SHORT EXERCISE: Exactly repeat the material, dropping every picture from the copy.

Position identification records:
------------------------------
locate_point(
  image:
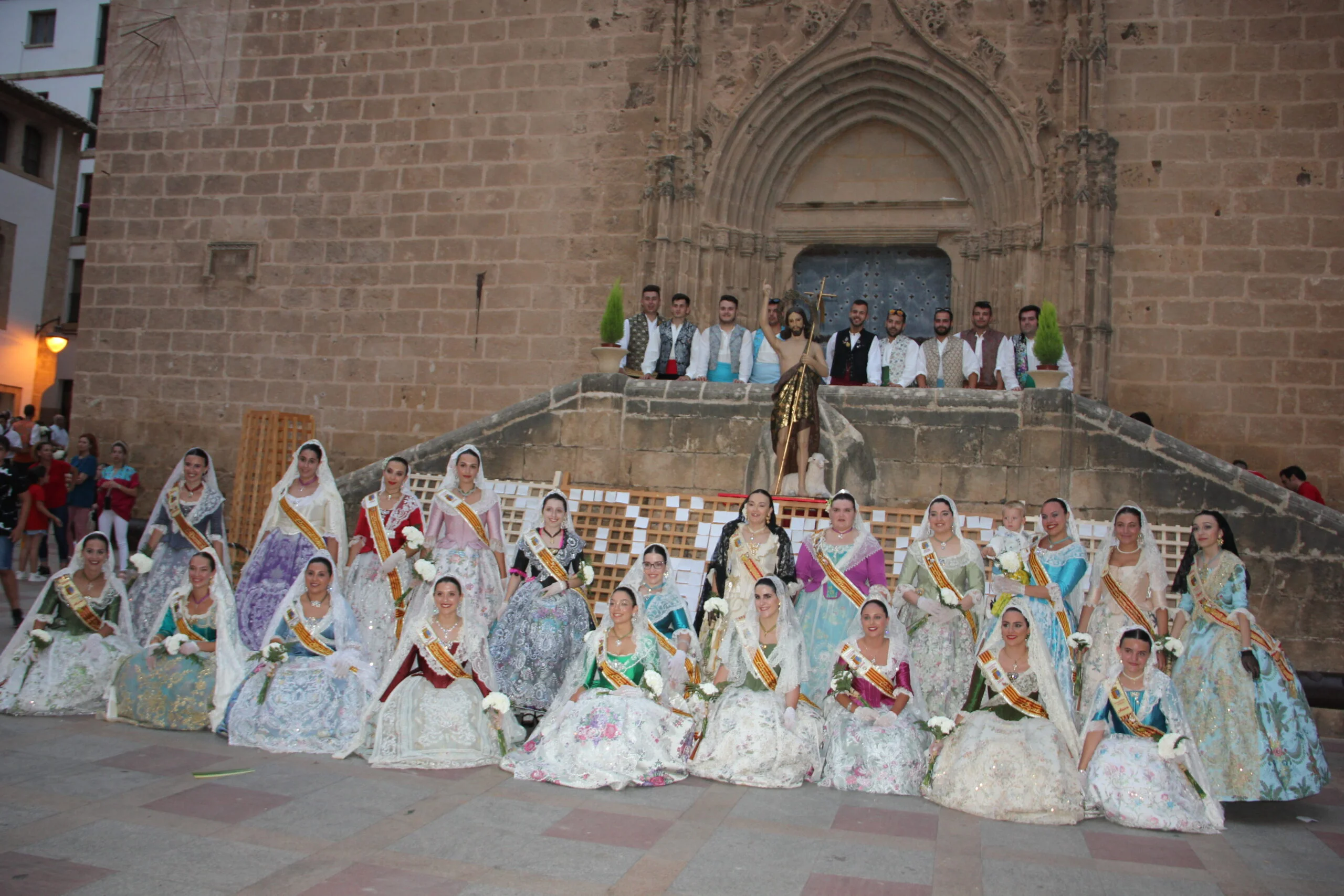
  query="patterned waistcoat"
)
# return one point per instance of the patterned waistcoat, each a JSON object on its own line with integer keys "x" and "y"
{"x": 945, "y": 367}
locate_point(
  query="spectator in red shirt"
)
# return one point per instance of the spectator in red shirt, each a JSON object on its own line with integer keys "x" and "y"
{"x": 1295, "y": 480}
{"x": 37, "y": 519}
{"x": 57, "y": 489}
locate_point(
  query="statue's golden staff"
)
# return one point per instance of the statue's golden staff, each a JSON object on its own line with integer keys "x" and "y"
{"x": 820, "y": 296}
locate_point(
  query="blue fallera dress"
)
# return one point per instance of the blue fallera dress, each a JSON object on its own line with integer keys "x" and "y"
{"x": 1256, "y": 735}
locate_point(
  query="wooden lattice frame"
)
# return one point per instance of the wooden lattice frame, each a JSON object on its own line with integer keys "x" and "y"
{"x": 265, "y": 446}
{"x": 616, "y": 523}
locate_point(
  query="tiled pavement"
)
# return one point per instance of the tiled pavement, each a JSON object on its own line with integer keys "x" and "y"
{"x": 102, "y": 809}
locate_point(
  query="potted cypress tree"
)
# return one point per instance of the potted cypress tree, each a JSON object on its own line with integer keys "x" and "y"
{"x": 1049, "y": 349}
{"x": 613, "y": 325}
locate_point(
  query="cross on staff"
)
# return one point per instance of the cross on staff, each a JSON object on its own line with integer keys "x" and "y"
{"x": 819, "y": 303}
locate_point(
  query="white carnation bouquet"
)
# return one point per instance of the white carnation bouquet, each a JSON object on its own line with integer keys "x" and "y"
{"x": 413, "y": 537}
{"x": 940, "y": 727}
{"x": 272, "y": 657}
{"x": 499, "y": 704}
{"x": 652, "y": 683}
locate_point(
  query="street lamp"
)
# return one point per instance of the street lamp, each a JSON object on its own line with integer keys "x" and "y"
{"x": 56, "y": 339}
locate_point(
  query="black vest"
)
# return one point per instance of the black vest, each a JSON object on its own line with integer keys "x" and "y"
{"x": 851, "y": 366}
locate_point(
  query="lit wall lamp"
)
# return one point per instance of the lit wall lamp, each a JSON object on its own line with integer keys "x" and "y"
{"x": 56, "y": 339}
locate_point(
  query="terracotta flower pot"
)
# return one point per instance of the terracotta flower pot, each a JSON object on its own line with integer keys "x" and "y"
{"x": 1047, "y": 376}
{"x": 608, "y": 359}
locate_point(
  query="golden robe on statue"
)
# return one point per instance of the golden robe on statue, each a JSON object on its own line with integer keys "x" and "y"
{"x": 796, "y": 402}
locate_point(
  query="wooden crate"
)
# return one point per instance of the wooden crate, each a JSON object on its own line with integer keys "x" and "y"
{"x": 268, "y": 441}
------------------------------
WRITTEN REPLY:
locate_point(
  image:
  query="patterned waistcoat"
)
# return one point per instance of the patterned waistcoat, each a JSON object on its own line with integer keys "x" and "y"
{"x": 945, "y": 367}
locate_point(
  query="spectator in red shirt"
)
# return one point per instance of the spectator in red shirt, each a JSON object on its own line with integer keys "x" and "y"
{"x": 1295, "y": 480}
{"x": 37, "y": 519}
{"x": 57, "y": 489}
locate_point(
  query="statue's golden staff"
)
# return one point per instance of the statue's golden staff, each a JSON object on its own line with integer keys "x" and "y"
{"x": 820, "y": 296}
locate_point(
  query="blue fallera dress"
)
# return one point per instance of the blue fallera dress, each a JSON object on its own line with integer keys "x" and "y"
{"x": 1256, "y": 735}
locate_point(
  query="wooden lattice frame"
)
# return one point per instance of the wooden lattice frame, each a JSON object on its own line with integer keys "x" and "y"
{"x": 265, "y": 446}
{"x": 616, "y": 523}
locate_point(
  query="tiled pavement"
)
# return one point per instance of the tiled pavement, each a JSON object on its own line with integer keys "x" and "y"
{"x": 102, "y": 809}
locate_point(
  query="potted cypress tree"
)
# return one point per instance of the potted cypress tree, each a JSON object on its own line with integer keys "x" and "y"
{"x": 1049, "y": 349}
{"x": 613, "y": 325}
locate_point(
  query="cross on staff"
)
# return one point per instance of the cross on staff, each a JSON object on its own line with integer keys "x" and "y"
{"x": 819, "y": 303}
locate_point(
  query="white carnation bouquet"
)
# return one point per instance of the white carnation bouquet, each a JSON object on its own line with integer keys "x" and "y"
{"x": 413, "y": 537}
{"x": 940, "y": 727}
{"x": 272, "y": 657}
{"x": 499, "y": 704}
{"x": 652, "y": 683}
locate_point(
  query="street lamp"
)
# return one point per instance of the street lamp, each a JSON object on its own line with integer keys "x" and "y"
{"x": 56, "y": 339}
locate_point(
  query="black vest"
)
# return one point per instance of the black vest, each a JSON object on its own line with integer keys "x" and "y"
{"x": 851, "y": 366}
locate_point(
  query="lit wall lamp"
)
# return one point per instance of the lit wall lamp, each a JSON object on its own line with integer keys "x" and "y"
{"x": 56, "y": 339}
locate_point(
  query="terracotta flower pot"
)
# return one point per instance of the terracotta flower pot, each a JSON object on its own line with integer keys "x" and "y"
{"x": 1047, "y": 376}
{"x": 608, "y": 359}
locate_point(
  query="golden robe on statue"
)
# return one point per instance of the golden robe on statue, each a JSON object on its own line with integer keys "x" and "y"
{"x": 796, "y": 402}
locate_point(
  query="wooden crate"
)
# return one point per instance of the wooden crate, each a JSON object on its own line with integer keys "x" and "y"
{"x": 268, "y": 441}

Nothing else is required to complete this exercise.